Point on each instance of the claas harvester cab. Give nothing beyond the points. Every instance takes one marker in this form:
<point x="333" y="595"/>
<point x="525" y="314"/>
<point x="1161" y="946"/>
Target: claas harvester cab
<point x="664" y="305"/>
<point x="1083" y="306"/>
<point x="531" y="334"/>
* * *
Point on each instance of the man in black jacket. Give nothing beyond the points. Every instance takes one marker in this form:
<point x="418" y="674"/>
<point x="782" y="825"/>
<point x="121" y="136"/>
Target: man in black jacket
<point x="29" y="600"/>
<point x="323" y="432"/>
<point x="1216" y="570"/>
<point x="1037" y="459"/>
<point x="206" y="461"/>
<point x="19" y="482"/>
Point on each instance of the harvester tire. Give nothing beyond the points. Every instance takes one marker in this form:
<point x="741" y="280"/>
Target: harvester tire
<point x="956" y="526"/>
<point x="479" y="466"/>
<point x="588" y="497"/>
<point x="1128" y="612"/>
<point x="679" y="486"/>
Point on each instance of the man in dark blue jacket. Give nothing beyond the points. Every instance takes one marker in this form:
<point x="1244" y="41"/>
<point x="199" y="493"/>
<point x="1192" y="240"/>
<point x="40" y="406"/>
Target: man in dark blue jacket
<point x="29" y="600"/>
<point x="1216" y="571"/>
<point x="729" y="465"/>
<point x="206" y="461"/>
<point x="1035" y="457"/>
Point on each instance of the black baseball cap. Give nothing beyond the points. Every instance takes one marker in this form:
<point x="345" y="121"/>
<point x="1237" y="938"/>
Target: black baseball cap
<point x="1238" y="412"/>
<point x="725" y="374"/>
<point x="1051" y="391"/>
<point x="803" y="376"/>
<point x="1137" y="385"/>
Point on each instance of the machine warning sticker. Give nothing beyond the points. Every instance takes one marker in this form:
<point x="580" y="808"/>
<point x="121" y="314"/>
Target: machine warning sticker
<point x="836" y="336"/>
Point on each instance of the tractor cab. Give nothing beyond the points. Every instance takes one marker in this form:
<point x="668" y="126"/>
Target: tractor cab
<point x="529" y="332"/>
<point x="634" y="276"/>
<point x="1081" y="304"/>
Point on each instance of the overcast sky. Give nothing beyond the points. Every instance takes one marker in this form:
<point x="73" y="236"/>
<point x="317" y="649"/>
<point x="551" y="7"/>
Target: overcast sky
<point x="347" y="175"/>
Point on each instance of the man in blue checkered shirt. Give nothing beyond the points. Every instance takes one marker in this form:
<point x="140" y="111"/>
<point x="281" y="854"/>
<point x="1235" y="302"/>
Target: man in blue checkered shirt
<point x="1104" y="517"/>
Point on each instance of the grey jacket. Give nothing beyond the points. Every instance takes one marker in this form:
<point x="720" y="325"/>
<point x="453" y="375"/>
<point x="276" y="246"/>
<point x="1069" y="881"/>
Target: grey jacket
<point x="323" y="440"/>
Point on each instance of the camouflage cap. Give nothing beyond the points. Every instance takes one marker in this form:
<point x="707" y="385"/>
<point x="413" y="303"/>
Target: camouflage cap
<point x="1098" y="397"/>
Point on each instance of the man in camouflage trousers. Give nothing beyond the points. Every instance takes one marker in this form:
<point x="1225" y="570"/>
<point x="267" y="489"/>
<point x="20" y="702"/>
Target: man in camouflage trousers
---
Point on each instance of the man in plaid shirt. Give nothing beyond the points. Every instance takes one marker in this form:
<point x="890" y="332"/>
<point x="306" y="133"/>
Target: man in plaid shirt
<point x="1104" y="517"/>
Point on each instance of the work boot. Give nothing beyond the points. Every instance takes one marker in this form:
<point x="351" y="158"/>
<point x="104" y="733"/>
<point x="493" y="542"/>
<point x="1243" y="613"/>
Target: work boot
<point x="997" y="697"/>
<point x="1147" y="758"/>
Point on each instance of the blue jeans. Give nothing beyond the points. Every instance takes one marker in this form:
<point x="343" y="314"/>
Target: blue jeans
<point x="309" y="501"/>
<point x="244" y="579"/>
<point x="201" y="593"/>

**Brief**
Write out again, unchanged, the part of the listing above that opens with the line containing "Point on each instance of the camouflage" and closes with the line containing "Target: man in camouflage trousers", including both of those lines.

**Task result**
Point on each instance of the camouflage cap. Give nothing beyond the points. Every instance takes one marker in this form:
<point x="707" y="385"/>
<point x="413" y="303"/>
Target: camouflage cap
<point x="1098" y="397"/>
Point on each instance of the man in camouflage trousers. Give nothing beyond the points. Every instance takes one marker in this form:
<point x="1225" y="570"/>
<point x="267" y="489"/>
<point x="20" y="702"/>
Target: man in camouflage trousers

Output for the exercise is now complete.